*WRITTEN REQUEST 1:*
Answer these questions using the Black Collar Crime post:
(a) In what city and state is Kingdom Dominion Worldwide Ministries?
(b) How much money was Jives-Nealy previously imprisoned for bilking from the State of Florida?
(c) At which church was Joshua Clemons a youth pastor?
*WRITTEN REQUEST 2:* Reproduce the Black Collar Crime post word for word, starting with "jeannette jives nealy" and going on through "out of $200,000.".

*PROVIDED PASSAGE:*
========================

Tag Archive: Money Laundering

Black Collar Crime: So Many Crimes, So Little Time Issue

black collar crime

The Black Collar Crime Series relies on public news stories and publicly available information for its content. If any incorrect information is found, please contact Bruce Gerencser. Nothing in this post should be construed as an accusation of guilt. Those accused of crimes are innocent until proven guilty.

jeannette jives nealy

Pastor Jeannette Jives-Nealy Convicted of Money Laundering

Jeannette Jives-Nealy, pastor of Kingdom Dominion Worldwide Ministries in Memphis, Tennessee, was accused of stealing $162,000 in government funds meant for feeding poor and hungry children. Last Friday, Jives-Nealy, was convicted of money laundering.  According to the Lexington Herald Leader, Jives-Nealy has a checkered past which includes a four-year stint in prison for bilking the State of Florida out of $200,000.

joshua clemons

Evangelical Youth Pastor Joshua Clemons Pleads Guilty to Sex Crimes

Earlier this year, Joshua Clemons, youth pastor at Crossroads Community Church in Parker, Colorado was accused of sexually assaulting a teen church girl. You can read my previous post on Clemons here.  Monday, Clemons pleaded guilty to “one count of sexual exploitation of a child — video/20+ items and one count of attempted sexual assault on a child by a person in a position of trust – victim age 15-18.”

========================

*DATA EXCERPT:*
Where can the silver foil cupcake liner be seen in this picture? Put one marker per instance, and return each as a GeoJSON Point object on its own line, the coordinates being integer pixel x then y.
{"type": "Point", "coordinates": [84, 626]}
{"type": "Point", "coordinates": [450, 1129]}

========================

*CORRECT ANSWER 1:*
(a) Memphis, Tennessee
(b) $200,000
(c) Crossroads Community Church in Parker, Colorado

*CORRECT ANSWER 2:*
jeannette jives nealy

Pastor Jeannette Jives-Nealy Convicted of Money Laundering

Jeannette Jives-Nealy, pastor of Kingdom Dominion Worldwide Ministries in Memphis, Tennessee, was accused of stealing $162,000 in government funds meant for feeding poor and hungry children. Last Friday, Jives-Nealy, was convicted of money laundering.  According to the Lexington Herald Leader, Jives-Nealy has a checkered past which includes a four-year stint in prison for bilking the State of Florida out of $200,000.